_OBJECTIVE_
Copy out every line from the one holding "Please find eyeglass frame" through the one holding "[182,292,187,323]", inclusive, keeping the requests, and shift each box coordinate in the answers by -80.
--- START LISTED RECORDS ---
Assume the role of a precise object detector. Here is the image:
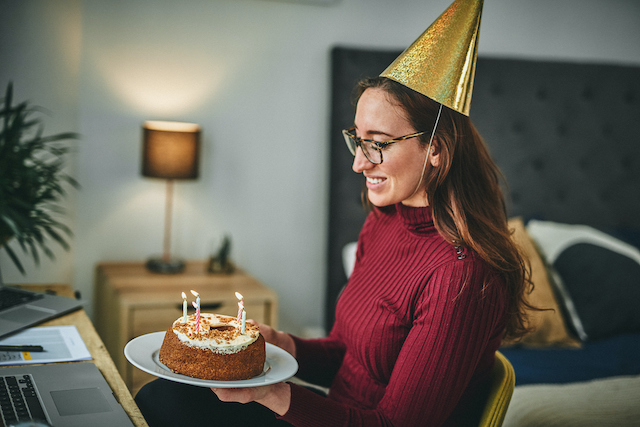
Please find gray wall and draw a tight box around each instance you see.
[0,0,640,333]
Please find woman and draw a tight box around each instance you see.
[136,0,530,427]
[136,77,528,427]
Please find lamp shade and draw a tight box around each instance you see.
[142,121,200,179]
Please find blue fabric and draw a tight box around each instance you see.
[500,334,640,385]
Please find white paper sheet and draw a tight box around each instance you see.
[0,325,91,366]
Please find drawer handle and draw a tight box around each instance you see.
[176,302,223,310]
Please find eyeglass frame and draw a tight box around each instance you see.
[342,126,426,165]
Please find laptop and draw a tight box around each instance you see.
[0,275,82,338]
[0,362,133,427]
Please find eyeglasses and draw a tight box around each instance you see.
[342,127,424,165]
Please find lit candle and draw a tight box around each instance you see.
[236,292,244,326]
[191,290,200,334]
[182,292,187,323]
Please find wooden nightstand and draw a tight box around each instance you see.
[95,261,278,396]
--- END LISTED RECORDS ---
_WRITTEN ANSWER_
Please find eyeglass frame and draw a tight box around each instance you see.
[262,46,346,85]
Please find laptop and draw a tight box around each instance you see.
[-80,195,2,258]
[-80,282,53,347]
Please find eyeglasses and draw a tight box around each instance you see.
[262,47,344,85]
Please find lit candle and draw a tight box around each instance you see.
[156,212,164,246]
[111,210,120,254]
[102,212,107,243]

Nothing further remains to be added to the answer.